WHAT TO DO ->
**A.** Check each statement against the forum post: (i) the writer holds that the dice still set how much damage is dealt; (ii) wizards have always known how to use crossbows in the game's fiction; (iii) damage on a miss gives the same play experience as rerolls. For each, answer yes or no and quote the deciding words.
**B.** Summarize the forum post in two sentences.
**C.** Transcribe the forum post word for word, from "But damage on" to "but shouldn't get.".

DOCUMENT EXCERPT ->
I didn't assert otherwise. My point is that nothing in the rules entails your interpretation either. And nor does it contradict my interpretation.

That is why I - and others, such as [MENTION=22779]Hussar[/MENTION] - have pointed out that one person's reading of, or application of, rules text that bears multiple interpretations does not settle the interpretation for others who want to read or apply those rules differently.

I can see why a player would want that, but it really invalidates one of the main reasons we roll attacks in the first place: to abdicate control over the outcome.
The outcome is still under the control of the dice: the dice determine the degree of damage dealt (much like when a fireball spell is cast).

As I've noted above, the d20 approach also offers modes of attack that do not use the hit/miss paradigm (such as saving throws and area attacks), or ways of raising the minimum expected outcome of a d20 (such as rerolls and taking 10). There are dozens of readily apparent implementations of these mechanics that provide a legitimate venue for fulfilling some of the same goals.
I'm familiar with those various options. 4e uses more rerolls, for instance, then any pre-Next version of the game.

But damage on a miss occupies a different mechanical space and delivers a different play experience.

However, on a broader level, putting a rule in because a player wants it in is hardly a compelling justification. There are a lot of things that players have obvious reason to want, but shouldn't get.

<snip>

you can get essentially the same experience without any novel mechanics at all. If missing on occasion disrupts that sense for some reason, just pump that attack bonus. If you still miss now and then and it somehow invalidates your character concept, it begins to fall under the above about players asking for too much.

<snip>

Magic is not equivalent to your concept of fiat and indeed is almost antithetical to it as there is an in-game causality being expressed when a character casts a spell.
I am not focusing on issue of ingame causality - that is pureluy fictional events, and the fiction of a game can be changed if it is unsatisfactory in the play experiences it engenders. (Eg it used to be part of the fiction of the game that wizards did not know how to use crossbows, and that thieves did know how to use two-handed swords, but at various points this fiction was changed.)

My point is about play experience. Playing a wizard gives the player a certain degree of minimum control over ingame events - for instance, s/he can choose to mandate that a whole raft of characters take damage, via attacking with an AoE effect. If this is a permissible degree of control for a player to have over the fiction of the game, I don't see any reason why it is not permissible for the player of a fighter to have such control either.

DATA PROVIDED ->

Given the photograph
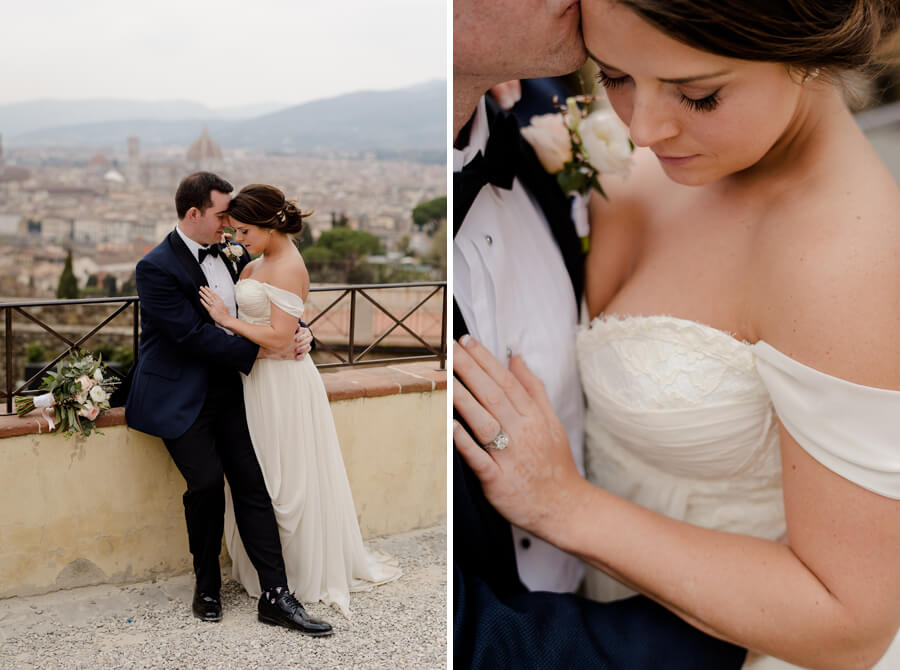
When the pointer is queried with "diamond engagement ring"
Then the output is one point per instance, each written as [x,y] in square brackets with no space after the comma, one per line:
[499,443]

RESPONSES BY TASK ->
**A.**
(i) Yes: "the dice determine the degree of damage dealt"
(ii) No: "it used to be part of the fiction of the game that wizards did not know how to use crossbows"
(iii) No: "damage on a miss occupies a different mechanical space and delivers a different play experience"

**B.** The writer argues that one person's reading of rules text open to several interpretations does not settle it for others, and that with damage on a miss the dice still determine the degree of damage dealt. Damage on a miss differs from options like rerolls in its mechanics and play experience, and if a wizard's player may make many characters take damage with an area effect, the writer sees no reason a fighter's player shouldn't have similar control.

**C.**
But damage on a miss occupies a different mechanical space and delivers a different play experience.

However, on a broader level, putting a rule in because a player wants it in is hardly a compelling justification. There are a lot of things that players have obvious reason to want, but shouldn't get.